FRAGMENT ŹRÓDŁOWY:
——

Poświęcenie dla innych

Grealish zakończył poprzedni sezon na ławce rezerwowych. Nie dostał ani minuty w meczu z Aston Villą, gdy Manchester do ostatniej kolejki walczył o tytuł. Musiało minąć 12 miesięcy, by Guardiola zobaczył w nim kogoś, komu warto zaufać. W Lidze Mistrzów rozegrał wszystkie 13 spotkań, a to z Realem na Etihad, gdy przez 90 minut terroryzował piłką obrońcę tytułu, będzie jego wizytówką na długo.
Grealish nie tylko ściągał rywali w swój sektor. Nie tylko dryblował, bo potrafił też poderwać tłum szybkim powrotem i odbiorem piłki spod nóg Modricia. To był piłkarz zaangażowany i odpowiedzialny - taki, jakiego wymyślił sobie Guardiola. Wcześniej całe życie był przyzwyczajony, że wszystko musi się kręcić wokół niego. Teraz pierwszy raz ma funkcję, gdy musi poświęcić się dla innych i doskonale potrafi to robić.
Gdyby faktycznie miał problem z alkoholem i dyscypliną, Guardiola nigdy by na niego nie postawił. Anglik lubi podsycać aurę lekkoducha. Śmieje się, że przed meczami napędza go fasola z grzankami. Ale zaraz potem bierze się do pracy, zwracając w tym sezonie większą uwagę na regenerację. Nie jest piłkarzem, który jakoś szczególnie to podkreśla, ale to nie znaczy, że dni upływają mu tak jak ostatnie trzy doby po zwycięstwie nad Interem. Zmianę nastawienia Jacka zauważył też Gareth Southgate. Regeneracja i praca to jedno, ale selekcjoner kadry nie może nadziwić się jak bardzo dobrze Grealish wygląda, gdy zespół nie ma piłki. Praca w odbiorze, kontakt z kolegami, synchronizacja ruchów - to jest coś, czego wcześniej nie widział.

Sterowanie helikopterem

Być może to dla Jacka Grealisha moment przełomowy. Ma 27 lat, gra w najlepszym zespole świata i jest bardziej wyrazisty niż którykolwiek z jego sławniejszych kolegów. W piłce mamy miejsce dla Erlinga Haalanda i jego opowieści o gigantycznym profesjonalizmie, ale też dla Grealisha, który nie dopisuje do swojej gry cukierkowatej historii, a mimo to ma w coś naturalnego, co przyciąga uwagę.

——

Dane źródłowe

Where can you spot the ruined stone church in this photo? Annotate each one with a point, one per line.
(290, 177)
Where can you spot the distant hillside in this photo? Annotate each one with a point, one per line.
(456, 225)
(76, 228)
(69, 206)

——

POLECENIE A: Podaj, ile spotkań w Lidze Mistrzów rozegrał Grealish według fragmentu o Jacku Grealishu.
POLECENIE B: Policz wiersze listingu zawierające słowo „Annotate” z uwzględnieniem wielkości liter i podaj wyłącznie ich liczbę.

GOTOWA ODPOWIEDŹ A: Rozegrał wszystkie 13 spotkań.

GOTOWA ODPOWIEDŹ B: 2